SHORT PROBLEM 1 » From the rows further down, return every line from the line with "Exercise. Pick out the white" to the line with "<point>199,267</point>", including both, without changing any character.

SELECTED PASSAGE »
━━━━━━━━━━

Step 1: Understanding the Concept:
The given logic circuit consists of three NAND gates. A NAND gate with both inputs tied together functions as a NOT gate. We need to find the final boolean expression for the output of the circuit by evaluating the output at each stage. Step 2: Key Formula or Approach:
For a NAND gate with inputs $X$ and $Y$, the output is $\overline{X \cdot Y}$.
If the inputs are tied together ($X = Y$), the output becomes $\overline{X \cdot X} = \overline{X}$, which is the operation of a NOT gate.
De Morgan's Theorem: $\overline{X \cdot Y} = \overline{X} + \overline{Y}$. Step 3: Detailed Explanation:
Let's trace the signals through the circuit:
1. The top-left gate is a NAND gate with both inputs tied to $A$. Its output is $\overline{A \cdot A} = \overline{A}$.
2. The bottom-left gate is a NAND gate with both inputs tied to $B$. Its output is $\overline{B \cdot B} = \overline{B}$.
3. The final gate is a NAND gate taking the outputs of the first two gates as its inputs.
The final output $X$ is given by:
\[ X = \overline{\overline{A} \cdot \overline{B}} \]
Using De Morgan's Theorem, we can simplify this expression:
\[ X = \overline{\overline{A}} + \overline{\overline{B}} \]
\[ X = A + B \]
This boolean expression corresponds to an OR gate. Step 4: Final Answer:
The combination of gates acts as an OR gate. Therefore, the correct option is (B).

━━━━━━━━━━

SHORT PROBLEM 2 » According to the NAND gate circuit explanation, what does a NAND gate function as when both of its inputs are tied together?

RECORD LIST »
━━━━━━━━━━

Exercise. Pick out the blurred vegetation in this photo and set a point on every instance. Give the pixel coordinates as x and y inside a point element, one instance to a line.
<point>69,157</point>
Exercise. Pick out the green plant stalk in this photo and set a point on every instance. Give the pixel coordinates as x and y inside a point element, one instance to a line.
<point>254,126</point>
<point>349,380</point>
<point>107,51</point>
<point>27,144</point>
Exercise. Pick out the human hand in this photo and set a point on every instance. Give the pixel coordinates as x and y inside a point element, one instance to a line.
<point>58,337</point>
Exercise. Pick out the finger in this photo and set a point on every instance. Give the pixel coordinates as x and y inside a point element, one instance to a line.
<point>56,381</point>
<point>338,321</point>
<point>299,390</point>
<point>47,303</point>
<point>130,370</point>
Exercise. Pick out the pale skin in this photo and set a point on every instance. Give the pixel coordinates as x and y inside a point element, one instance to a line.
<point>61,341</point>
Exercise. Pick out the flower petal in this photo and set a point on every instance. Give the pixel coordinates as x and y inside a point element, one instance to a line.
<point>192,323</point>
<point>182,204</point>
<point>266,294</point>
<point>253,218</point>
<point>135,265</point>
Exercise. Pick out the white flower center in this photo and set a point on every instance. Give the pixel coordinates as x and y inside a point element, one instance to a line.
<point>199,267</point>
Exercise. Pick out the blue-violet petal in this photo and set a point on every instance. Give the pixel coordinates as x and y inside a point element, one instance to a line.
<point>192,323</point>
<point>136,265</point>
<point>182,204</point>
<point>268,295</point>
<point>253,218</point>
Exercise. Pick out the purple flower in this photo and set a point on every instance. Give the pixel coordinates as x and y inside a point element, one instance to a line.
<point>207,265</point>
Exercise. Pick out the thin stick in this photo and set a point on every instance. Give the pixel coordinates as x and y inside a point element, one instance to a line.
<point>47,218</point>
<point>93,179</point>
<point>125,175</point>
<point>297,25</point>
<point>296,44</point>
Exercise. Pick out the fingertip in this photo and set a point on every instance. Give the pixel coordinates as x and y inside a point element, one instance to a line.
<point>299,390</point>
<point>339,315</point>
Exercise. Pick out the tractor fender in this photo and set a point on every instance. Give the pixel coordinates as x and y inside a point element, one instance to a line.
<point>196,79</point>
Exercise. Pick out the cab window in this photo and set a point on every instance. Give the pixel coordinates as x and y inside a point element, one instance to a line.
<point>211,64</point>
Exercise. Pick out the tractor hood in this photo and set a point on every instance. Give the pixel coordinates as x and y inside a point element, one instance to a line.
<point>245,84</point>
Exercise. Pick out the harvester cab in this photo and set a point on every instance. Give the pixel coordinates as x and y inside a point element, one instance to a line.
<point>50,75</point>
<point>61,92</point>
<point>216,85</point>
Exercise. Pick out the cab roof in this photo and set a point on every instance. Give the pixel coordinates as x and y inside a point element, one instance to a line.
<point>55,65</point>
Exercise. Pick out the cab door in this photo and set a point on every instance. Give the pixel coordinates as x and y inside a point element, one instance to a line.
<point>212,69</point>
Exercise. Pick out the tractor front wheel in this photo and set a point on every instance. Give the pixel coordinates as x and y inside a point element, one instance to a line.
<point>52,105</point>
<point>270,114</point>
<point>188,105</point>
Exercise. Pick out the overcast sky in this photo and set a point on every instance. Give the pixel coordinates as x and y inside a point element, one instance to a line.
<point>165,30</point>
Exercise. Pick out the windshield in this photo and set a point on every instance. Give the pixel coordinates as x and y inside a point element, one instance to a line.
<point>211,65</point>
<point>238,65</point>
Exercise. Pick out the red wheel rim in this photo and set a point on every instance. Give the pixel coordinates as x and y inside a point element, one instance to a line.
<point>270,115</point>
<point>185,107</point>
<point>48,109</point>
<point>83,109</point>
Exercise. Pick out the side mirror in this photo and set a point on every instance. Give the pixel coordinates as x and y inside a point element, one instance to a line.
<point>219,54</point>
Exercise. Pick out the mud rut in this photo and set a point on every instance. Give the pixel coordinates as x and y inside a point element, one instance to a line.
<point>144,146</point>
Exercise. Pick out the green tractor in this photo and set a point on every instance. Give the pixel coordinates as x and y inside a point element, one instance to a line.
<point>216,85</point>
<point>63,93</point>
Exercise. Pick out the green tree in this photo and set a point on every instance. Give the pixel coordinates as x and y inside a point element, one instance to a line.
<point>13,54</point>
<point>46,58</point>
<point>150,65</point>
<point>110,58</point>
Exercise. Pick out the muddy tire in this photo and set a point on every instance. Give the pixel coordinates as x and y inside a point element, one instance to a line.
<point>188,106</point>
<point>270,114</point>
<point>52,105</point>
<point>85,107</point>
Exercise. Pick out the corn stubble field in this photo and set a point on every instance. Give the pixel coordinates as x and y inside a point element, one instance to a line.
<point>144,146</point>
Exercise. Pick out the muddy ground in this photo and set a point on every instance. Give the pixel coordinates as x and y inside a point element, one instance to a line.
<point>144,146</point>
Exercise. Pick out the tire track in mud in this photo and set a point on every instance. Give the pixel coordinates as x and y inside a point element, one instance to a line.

━━━━━━━━━━

WRITTEN SOLUTION 1 »
Exercise. Pick out the white flower center in this photo and set a point on every instance. Give the pixel coordinates as x and y inside a point element, one instance to a line.
<point>199,267</point>

WRITTEN SOLUTION 2 » A NOT gate.